▶ **Given request**
In the Slurm installation guide below, reproduce the passage starting at "Install-Slurm" and ending at "within the cluster.".

▶ **Excerpt to read**
Install-Slurm
Introduction
Install Slurm on CentOS-7 Virtual Cluster.
Preparation
Cluster Server and Computing Nodes
List of master node and computing nodes within the cluster.
| Hostname | IP Addr |
|---|---|
| master | 10.0.1.5 |
| node1 | 10.0.1.6 |
| node2 | 10.0.1.7 |
(Optional) Delete failed installation of Slurm
Remove database:
yum remove mariadb-server mariadb-devel -y
Remove Slurm and Munge:
yum remove slurm munge munge-libs munge-devel -y
Delete the users and corresponding folders:
userdel -r slurm
suerdel -r munge
Create the global users
Slurm and Munge require consistent UID and GID across every node in the cluster. For all the nodes, before you install Slurm or Munge:
export MUNGEUSER=971
groupadd -g $MUNGEUSER munge
useradd -m -c "MUNGE Uid 'N' Gid Emporium" -d /var/lib/munge -u $MUNGEUSER -g munge -s /sbin/nologin munge
export SLURMUSER=972
groupadd -g $SLURMUSER slurm
useradd -m -c "SLURM workload manager" -d /var/lib/slurm -u $SLURMUSER -g slurm -s /bin/bash slurm
Install Munge
Get the latest REPL repository:
yum install epel-release -y
Install Munge:
yum install munge munge-libs munge-devel -y
Create a secret key on master node. First install rig-tools to properly create the key:
yum install rng-tools -y
rngd -r /dev/urandom
/usr/sbin/create-munge-key -r
dd if=/dev/urandom bs=1 count=1024 > /etc/munge/munge.key
chown munge: /etc/munge/munge.key
chmod 400 /etc/munge/munge.key
Alternatively install from source
wget https://github.com/dun/munge/releases/download/munge-0.5.14/munge-0.5.14.tar.xz
./configure, etc.

▶ **Records shown**
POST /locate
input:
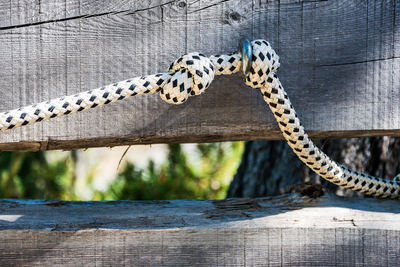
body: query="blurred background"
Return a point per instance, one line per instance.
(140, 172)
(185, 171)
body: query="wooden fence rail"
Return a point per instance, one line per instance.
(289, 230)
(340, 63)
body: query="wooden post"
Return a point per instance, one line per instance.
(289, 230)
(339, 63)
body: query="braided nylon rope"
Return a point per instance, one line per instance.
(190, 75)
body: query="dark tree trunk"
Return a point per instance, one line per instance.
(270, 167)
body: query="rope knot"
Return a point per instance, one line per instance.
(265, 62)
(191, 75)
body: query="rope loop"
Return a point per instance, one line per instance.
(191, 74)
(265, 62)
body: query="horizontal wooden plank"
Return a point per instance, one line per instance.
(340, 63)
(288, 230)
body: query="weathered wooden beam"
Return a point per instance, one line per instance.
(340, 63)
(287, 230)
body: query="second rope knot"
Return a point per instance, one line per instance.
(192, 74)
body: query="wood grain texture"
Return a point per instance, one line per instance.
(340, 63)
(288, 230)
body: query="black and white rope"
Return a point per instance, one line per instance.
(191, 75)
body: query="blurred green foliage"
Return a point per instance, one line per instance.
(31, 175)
---
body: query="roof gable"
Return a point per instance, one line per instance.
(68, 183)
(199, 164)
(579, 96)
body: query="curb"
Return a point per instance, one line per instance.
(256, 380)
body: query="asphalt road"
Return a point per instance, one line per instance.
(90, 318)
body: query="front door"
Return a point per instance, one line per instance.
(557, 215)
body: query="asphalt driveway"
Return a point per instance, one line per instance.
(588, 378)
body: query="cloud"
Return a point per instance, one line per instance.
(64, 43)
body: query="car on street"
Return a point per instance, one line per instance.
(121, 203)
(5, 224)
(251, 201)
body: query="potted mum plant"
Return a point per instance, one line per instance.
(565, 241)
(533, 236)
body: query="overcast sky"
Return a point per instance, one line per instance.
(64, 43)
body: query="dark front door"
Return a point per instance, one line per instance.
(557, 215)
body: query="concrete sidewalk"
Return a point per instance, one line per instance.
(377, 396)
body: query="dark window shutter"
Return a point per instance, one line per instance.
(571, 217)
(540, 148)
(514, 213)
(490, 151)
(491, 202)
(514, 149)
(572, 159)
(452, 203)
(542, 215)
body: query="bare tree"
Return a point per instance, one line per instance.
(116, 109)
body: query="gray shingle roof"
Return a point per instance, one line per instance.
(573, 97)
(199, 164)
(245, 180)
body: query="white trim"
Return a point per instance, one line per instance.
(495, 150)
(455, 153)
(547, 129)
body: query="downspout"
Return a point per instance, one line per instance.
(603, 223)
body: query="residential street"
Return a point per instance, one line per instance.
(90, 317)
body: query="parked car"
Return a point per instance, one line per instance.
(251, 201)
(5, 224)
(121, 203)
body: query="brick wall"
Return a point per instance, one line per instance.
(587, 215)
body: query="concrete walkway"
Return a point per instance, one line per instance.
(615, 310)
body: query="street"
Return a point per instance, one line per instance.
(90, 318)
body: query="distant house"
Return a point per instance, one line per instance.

▶ **Answer to the task**
Install-Slurm
Introduction
Install Slurm on CentOS-7 Virtual Cluster.
Preparation
Cluster Server and Computing Nodes
List of master node and computing nodes within the cluster.